# WORK INSTRUCTIONS
Provide an exact transcription of all the records.

# Dataset rows
━━━━━━━━━━━━━━━━━━━━
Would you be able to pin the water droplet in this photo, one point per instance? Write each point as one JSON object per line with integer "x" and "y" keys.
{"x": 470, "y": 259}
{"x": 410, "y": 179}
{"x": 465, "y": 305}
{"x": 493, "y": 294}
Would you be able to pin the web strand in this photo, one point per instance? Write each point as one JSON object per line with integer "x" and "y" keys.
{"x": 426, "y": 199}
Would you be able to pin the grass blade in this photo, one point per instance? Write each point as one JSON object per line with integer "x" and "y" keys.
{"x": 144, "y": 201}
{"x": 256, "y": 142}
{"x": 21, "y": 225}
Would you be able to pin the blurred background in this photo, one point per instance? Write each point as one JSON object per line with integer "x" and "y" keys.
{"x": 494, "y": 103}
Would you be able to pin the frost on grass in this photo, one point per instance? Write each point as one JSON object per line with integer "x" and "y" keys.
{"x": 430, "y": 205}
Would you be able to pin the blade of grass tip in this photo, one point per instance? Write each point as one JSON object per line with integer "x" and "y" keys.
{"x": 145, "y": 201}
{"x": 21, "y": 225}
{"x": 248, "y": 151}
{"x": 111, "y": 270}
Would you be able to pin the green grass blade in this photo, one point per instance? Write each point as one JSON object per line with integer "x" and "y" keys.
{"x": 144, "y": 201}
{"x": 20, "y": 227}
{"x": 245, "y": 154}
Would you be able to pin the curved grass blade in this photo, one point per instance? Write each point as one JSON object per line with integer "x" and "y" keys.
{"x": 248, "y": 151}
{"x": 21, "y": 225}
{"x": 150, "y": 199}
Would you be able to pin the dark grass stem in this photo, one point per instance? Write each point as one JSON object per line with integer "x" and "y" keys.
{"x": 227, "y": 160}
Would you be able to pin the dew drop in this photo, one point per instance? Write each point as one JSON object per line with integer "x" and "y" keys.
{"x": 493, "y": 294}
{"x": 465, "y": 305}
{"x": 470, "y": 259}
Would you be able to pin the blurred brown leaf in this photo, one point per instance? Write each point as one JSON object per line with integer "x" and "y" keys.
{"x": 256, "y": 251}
━━━━━━━━━━━━━━━━━━━━
# FINISHED TASK
Would you be able to pin the water droplet in this photo, one point per instance? Write each point as one JSON object per line with integer "x" and "y" keys.
{"x": 470, "y": 259}
{"x": 410, "y": 179}
{"x": 465, "y": 305}
{"x": 493, "y": 294}
Would you be able to pin the web strand in this photo, one point per instance? Write each point as one JSON object per line with integer "x" and "y" keys.
{"x": 426, "y": 199}
Would you be able to pin the grass blade in this photo, one point per instance? Write each point as one JSON object per line with integer "x" and "y" keys.
{"x": 144, "y": 201}
{"x": 256, "y": 142}
{"x": 21, "y": 225}
Would you be able to pin the blurred background in this photo, one point per instance? Write each point as one JSON object per line with integer "x" and "y" keys.
{"x": 494, "y": 103}
Would you be able to pin the frost on grass in this photo, one point per instance? Write each point as one JSON object per line with integer "x" and "y" keys.
{"x": 430, "y": 205}
Would you be able to pin the blade of grass tip in this photo, one point per instance? Write each point as one JSON object per line with integer "x" and "y" keys.
{"x": 145, "y": 201}
{"x": 21, "y": 225}
{"x": 248, "y": 151}
{"x": 111, "y": 270}
Would you be able to pin the green grass blade in this photo, one point per instance? Write each point as one JSON object per line with integer "x" and "y" keys.
{"x": 144, "y": 201}
{"x": 20, "y": 227}
{"x": 245, "y": 154}
Would you be able to pin the curved grass blade in this photo, one point per instance? Write each point as one JSON object per line with integer "x" and "y" keys.
{"x": 248, "y": 151}
{"x": 21, "y": 225}
{"x": 150, "y": 199}
Would you be able to pin the dark grass stem in this photo, one point per instance? Write each point as one JSON object per line with integer "x" and "y" keys.
{"x": 227, "y": 160}
Would you be able to pin the dew drop in this photo, one point per instance? Write each point as one JSON object per line with integer "x" and "y" keys.
{"x": 493, "y": 294}
{"x": 465, "y": 305}
{"x": 470, "y": 259}
Would you be able to pin the blurred brown leaf in this photo, one point per instance? Write each point as one JSON object per line with integer "x" and "y" keys.
{"x": 256, "y": 251}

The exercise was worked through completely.